> _Document text_:
Content starts
The CHOOSE Act — extending up to $7,000 to children for nonpublic education expenses, such as private school tuition — got pushed through the Legislature and signed by Gov. Kay Ivey within the first weeks of the 2024 session. The bill requires the Legislature to put at least $100 million into the program next year, and says the Legislature intends to increase that funding if demand rises. But lawmakers did not put any income caps on the program after 2027, and voucher laws in other states have blasted holes in education budgets.

4. Attacks on diversity, equity and inclusion programs bear fruit

The Denny Chimes at the University of Alabama, a tall tower reflected in a pond of water.
The Denny Chimes at the University of Alabama in Tuscaloosa, Alabama, reflected in water on campus. (Stock photo/Getty Images)
Content ends
> _Listed entries_:
Content starts
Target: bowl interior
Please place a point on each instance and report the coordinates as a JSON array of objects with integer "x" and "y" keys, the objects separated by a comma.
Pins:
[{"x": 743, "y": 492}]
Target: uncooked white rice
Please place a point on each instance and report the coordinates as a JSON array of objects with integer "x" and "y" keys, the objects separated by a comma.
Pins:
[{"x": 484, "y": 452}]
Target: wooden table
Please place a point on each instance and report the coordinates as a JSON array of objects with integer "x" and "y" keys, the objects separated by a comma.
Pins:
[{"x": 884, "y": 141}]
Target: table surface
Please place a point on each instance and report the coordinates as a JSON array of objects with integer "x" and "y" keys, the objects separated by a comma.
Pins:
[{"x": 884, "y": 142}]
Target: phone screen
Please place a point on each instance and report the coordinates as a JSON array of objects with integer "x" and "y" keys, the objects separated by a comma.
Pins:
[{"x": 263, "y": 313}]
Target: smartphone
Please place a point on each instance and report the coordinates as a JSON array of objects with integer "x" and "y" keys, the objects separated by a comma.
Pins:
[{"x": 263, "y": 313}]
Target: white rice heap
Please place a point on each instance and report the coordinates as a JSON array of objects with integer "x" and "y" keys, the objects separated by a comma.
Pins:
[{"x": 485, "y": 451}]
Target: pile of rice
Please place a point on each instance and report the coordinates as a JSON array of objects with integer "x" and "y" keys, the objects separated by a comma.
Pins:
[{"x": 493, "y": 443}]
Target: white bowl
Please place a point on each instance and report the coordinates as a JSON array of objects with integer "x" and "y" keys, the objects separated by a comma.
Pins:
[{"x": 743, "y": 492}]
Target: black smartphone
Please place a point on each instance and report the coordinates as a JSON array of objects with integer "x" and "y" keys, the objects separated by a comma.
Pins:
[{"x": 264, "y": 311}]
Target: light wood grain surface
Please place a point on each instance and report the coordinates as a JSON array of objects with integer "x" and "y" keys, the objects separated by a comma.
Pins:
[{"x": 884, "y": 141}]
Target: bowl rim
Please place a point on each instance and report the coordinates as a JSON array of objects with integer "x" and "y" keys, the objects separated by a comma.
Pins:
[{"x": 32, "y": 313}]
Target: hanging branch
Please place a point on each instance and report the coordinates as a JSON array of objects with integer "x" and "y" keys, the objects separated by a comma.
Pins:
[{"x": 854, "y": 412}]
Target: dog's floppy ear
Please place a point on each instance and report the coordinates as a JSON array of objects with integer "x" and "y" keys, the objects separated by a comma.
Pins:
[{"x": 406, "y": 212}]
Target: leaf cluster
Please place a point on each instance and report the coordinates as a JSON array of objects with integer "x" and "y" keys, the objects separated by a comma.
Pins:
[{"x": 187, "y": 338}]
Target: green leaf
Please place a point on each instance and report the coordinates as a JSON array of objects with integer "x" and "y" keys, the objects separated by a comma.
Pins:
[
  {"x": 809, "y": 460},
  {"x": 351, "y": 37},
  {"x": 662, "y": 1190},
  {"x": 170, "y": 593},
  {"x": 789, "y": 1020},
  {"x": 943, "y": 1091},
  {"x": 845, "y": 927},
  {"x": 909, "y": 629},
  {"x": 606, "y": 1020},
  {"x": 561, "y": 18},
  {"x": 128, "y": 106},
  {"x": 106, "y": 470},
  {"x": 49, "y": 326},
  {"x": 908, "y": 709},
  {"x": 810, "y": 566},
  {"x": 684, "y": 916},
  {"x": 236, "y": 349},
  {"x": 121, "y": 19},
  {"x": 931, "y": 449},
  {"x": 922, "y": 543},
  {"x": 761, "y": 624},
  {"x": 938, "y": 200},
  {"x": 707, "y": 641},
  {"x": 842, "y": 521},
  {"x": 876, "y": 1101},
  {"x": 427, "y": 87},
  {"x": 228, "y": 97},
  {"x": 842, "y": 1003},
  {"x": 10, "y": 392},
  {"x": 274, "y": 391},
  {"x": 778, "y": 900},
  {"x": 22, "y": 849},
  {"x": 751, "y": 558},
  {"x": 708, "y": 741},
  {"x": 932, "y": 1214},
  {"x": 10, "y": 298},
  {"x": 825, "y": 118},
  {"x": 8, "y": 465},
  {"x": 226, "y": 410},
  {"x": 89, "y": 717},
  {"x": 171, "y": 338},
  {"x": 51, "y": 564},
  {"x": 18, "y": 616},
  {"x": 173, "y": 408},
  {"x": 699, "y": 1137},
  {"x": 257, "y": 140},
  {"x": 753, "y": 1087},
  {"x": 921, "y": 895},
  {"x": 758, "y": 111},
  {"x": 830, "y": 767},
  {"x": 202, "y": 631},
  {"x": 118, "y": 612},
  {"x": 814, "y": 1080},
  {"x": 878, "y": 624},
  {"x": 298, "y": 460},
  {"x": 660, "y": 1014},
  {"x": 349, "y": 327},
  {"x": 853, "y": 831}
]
Content ends
> _Exercise instructions_:
From the text on Alabama's CHOOSE Act, copy the passage that begins with the words containing "The CHOOSE Act" and ends with "(Stock photo/Getty Images)".

> _Written answer_:
The CHOOSE Act — extending up to $7,000 to children for nonpublic education expenses, such as private school tuition — got pushed through the Legislature and signed by Gov. Kay Ivey within the first weeks of the 2024 session. The bill requires the Legislature to put at least $100 million into the program next year, and says the Legislature intends to increase that funding if demand rises. But lawmakers did not put any income caps on the program after 2027, and voucher laws in other states have blasted holes in education budgets.

4. Attacks on diversity, equity and inclusion programs bear fruit

The Denny Chimes at the University of Alabama, a tall tower reflected in a pond of water.
The Denny Chimes at the University of Alabama in Tuscaloosa, Alabama, reflected in water on campus. (Stock photo/Getty Images)